Everything in the listing below from the line containing "Would you be able to mark the index" through the line containing "Would you be able to mark the knuckle" must be repeated exactly; the remaining lines are not wanted.

::: Data supplied

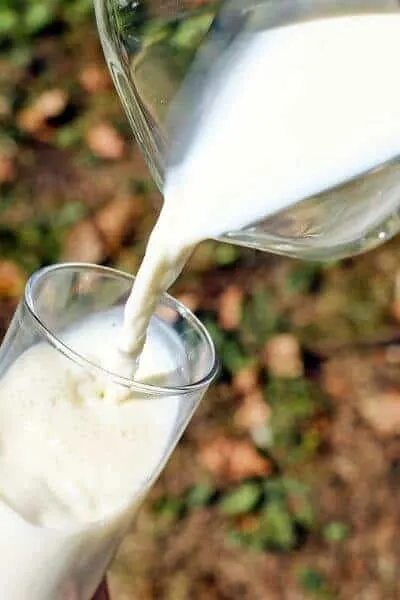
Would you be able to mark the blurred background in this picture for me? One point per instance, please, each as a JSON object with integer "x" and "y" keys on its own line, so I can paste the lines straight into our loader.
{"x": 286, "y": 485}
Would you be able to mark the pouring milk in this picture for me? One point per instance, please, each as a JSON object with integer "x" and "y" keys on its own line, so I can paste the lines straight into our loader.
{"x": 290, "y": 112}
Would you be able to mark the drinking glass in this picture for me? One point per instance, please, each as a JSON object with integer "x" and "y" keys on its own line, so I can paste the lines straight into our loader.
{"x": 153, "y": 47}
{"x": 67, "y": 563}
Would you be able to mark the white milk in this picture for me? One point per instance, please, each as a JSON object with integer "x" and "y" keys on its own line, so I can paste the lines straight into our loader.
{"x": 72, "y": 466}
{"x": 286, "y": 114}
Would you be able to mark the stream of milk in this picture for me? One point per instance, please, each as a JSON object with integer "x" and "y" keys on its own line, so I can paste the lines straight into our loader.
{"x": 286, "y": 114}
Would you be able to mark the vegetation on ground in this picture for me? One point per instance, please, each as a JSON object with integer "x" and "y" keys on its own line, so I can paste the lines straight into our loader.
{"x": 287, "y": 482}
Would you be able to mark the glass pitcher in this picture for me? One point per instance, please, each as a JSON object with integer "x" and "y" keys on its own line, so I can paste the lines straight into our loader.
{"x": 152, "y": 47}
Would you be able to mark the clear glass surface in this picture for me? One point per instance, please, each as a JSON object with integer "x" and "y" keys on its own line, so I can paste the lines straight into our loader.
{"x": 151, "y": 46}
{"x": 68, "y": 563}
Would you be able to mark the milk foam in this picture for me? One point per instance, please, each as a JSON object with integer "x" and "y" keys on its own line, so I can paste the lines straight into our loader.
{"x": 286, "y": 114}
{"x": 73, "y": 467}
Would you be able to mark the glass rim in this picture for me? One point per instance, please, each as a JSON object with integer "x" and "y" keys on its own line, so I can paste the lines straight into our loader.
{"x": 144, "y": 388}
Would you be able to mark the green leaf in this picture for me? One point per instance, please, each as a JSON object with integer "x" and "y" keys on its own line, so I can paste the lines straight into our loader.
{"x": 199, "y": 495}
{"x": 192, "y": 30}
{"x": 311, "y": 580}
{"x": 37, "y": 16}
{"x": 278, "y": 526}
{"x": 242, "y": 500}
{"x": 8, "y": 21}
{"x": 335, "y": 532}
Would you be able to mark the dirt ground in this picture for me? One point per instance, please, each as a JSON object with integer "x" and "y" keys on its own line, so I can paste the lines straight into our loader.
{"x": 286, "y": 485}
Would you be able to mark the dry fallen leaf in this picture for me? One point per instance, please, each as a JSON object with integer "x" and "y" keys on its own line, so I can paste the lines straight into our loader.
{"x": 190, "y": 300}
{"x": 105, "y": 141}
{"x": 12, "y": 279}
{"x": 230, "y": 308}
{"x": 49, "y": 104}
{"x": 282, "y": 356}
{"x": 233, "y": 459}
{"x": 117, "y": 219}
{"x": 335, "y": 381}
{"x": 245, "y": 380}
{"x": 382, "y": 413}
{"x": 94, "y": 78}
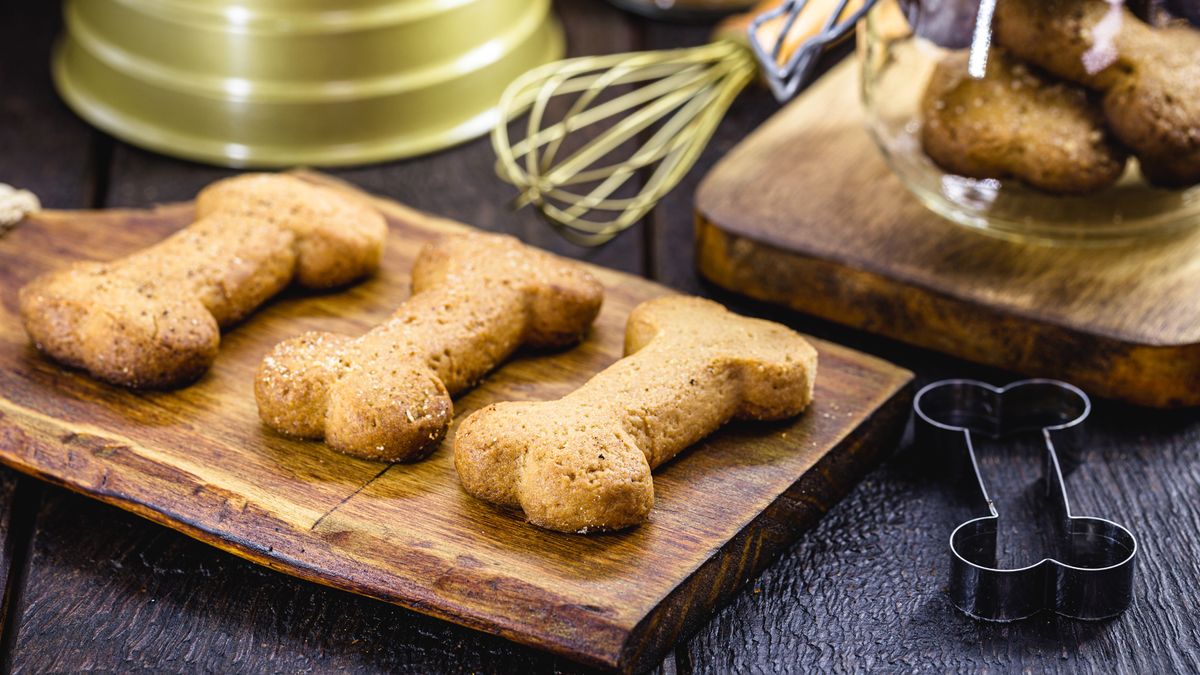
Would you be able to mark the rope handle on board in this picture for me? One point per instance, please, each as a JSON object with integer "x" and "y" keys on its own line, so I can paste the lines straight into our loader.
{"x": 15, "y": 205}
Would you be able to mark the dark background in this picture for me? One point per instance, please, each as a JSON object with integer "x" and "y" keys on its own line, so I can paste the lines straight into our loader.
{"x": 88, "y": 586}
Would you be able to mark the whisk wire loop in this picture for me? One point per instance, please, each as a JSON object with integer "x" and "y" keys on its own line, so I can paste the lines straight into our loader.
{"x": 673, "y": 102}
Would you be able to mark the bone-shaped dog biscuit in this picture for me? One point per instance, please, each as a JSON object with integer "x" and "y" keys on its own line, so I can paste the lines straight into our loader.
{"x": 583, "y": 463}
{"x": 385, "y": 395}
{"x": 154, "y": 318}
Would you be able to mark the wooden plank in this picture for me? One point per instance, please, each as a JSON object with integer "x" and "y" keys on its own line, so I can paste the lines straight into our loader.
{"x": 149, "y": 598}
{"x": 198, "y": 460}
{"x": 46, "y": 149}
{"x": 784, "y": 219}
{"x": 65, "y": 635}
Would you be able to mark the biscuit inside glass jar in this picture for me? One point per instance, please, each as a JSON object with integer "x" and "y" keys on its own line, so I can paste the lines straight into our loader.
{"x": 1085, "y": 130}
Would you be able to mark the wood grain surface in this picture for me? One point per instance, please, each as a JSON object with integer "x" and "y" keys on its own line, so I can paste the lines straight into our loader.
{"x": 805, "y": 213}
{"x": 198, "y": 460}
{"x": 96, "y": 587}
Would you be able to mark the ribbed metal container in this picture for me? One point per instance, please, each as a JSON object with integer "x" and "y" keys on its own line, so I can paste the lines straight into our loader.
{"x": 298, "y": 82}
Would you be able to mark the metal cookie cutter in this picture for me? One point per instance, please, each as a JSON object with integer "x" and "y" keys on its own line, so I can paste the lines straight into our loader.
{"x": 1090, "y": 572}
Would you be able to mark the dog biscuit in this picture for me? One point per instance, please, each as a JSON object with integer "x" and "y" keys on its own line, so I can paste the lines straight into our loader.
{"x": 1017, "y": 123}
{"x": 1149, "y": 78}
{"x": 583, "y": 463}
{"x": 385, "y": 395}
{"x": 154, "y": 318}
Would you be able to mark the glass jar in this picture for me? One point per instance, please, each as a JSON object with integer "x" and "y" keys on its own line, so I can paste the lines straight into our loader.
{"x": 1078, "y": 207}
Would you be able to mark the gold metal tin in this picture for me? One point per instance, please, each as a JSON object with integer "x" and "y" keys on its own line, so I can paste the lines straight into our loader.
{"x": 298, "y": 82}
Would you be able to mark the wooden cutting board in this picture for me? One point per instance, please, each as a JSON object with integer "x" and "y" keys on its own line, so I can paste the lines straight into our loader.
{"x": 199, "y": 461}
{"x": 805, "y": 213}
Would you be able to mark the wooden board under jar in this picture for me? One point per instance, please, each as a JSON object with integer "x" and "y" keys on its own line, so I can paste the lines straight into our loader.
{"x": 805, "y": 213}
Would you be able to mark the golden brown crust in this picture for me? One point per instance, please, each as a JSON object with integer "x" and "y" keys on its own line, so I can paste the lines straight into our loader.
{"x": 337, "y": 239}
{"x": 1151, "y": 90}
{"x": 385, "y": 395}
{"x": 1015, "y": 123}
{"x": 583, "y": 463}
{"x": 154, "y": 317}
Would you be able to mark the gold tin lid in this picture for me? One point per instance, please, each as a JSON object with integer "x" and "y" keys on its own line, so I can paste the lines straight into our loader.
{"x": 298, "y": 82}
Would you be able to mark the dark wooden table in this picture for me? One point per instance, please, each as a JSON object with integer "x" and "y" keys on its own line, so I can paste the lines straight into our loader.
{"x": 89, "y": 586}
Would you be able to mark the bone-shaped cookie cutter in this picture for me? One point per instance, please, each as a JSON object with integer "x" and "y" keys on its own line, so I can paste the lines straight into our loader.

::::::
::: Data supplied

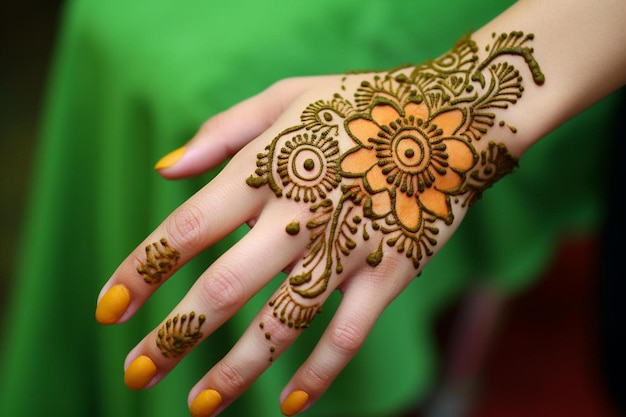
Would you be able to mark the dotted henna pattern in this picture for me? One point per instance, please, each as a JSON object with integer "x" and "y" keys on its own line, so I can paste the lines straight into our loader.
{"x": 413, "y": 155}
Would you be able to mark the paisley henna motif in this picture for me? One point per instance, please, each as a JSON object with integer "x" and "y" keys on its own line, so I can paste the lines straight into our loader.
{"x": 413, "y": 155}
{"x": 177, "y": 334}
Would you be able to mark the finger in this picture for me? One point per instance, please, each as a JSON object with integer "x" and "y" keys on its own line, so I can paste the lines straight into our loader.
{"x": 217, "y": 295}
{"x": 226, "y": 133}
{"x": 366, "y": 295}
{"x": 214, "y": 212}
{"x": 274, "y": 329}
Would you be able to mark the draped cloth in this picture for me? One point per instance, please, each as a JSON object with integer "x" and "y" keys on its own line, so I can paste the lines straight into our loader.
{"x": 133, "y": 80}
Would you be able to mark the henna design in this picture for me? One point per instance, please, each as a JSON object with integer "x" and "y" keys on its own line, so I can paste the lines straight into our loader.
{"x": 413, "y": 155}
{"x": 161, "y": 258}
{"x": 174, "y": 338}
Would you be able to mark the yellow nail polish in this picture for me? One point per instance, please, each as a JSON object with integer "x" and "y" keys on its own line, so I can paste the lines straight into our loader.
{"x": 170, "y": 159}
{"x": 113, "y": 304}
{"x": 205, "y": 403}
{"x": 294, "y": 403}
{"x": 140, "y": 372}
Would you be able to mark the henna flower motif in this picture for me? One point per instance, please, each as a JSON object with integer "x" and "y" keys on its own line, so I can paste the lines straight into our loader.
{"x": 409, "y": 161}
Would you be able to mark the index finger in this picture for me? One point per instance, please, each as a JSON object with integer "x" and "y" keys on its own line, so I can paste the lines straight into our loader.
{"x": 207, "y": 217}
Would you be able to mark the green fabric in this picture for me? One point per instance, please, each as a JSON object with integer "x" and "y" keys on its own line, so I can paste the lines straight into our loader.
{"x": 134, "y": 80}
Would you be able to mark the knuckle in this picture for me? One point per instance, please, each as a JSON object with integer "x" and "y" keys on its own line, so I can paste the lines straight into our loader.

::::::
::: Data supplied

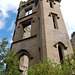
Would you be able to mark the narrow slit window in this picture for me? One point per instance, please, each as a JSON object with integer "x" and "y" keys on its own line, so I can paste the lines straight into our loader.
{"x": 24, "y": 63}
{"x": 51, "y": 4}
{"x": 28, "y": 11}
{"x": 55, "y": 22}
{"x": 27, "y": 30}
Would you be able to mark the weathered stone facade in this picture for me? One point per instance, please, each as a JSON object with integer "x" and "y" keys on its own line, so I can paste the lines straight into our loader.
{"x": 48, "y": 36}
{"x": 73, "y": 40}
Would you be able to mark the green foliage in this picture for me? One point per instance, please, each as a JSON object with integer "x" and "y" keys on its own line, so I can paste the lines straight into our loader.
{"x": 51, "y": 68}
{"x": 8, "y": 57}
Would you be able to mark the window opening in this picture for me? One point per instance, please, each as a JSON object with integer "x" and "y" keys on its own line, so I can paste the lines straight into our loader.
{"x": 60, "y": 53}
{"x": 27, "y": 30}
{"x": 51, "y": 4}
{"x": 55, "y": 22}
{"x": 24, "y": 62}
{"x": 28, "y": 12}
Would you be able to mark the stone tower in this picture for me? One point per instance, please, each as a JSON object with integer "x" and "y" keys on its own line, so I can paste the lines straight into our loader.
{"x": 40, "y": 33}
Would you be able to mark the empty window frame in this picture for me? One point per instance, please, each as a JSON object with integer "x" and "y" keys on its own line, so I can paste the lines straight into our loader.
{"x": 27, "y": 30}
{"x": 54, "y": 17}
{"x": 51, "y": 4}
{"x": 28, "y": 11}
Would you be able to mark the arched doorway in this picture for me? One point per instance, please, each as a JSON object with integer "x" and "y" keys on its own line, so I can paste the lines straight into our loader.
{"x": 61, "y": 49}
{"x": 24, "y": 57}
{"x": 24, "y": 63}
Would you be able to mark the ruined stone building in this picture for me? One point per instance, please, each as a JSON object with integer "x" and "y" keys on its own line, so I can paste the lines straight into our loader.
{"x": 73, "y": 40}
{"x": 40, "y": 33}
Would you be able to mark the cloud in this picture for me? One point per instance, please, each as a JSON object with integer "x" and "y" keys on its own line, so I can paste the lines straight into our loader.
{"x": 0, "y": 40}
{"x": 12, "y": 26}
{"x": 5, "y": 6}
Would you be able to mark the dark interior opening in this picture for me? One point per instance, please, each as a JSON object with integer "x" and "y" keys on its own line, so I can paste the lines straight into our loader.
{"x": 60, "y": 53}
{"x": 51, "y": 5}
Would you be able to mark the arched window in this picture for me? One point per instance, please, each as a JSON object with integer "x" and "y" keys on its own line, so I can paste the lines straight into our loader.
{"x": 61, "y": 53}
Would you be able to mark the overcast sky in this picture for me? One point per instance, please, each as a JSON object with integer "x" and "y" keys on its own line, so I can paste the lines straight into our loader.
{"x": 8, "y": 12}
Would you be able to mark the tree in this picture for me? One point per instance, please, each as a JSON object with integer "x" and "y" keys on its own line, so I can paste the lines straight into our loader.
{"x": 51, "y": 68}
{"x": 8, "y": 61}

::::::

*Written answer*.
Would you be able to mark the index finger in this picture for me? One point per instance, please, each as a JSON object with integer "x" and "y" keys on its own line, so I can paste the lines straight into our loader.
{"x": 207, "y": 217}
Would you be able to mark the green fabric in this picture for me? One point per instance, please, each as a JSON object with integer "x" and "y" keys on its own line, so I can paste the lines straight into our loader.
{"x": 134, "y": 80}
Would you be able to mark the knuckle in this picture for me? One point per instance, please, each as a JSON object with integer "x" and "y" keys on its own line, so I can paste the lines straight into our loader.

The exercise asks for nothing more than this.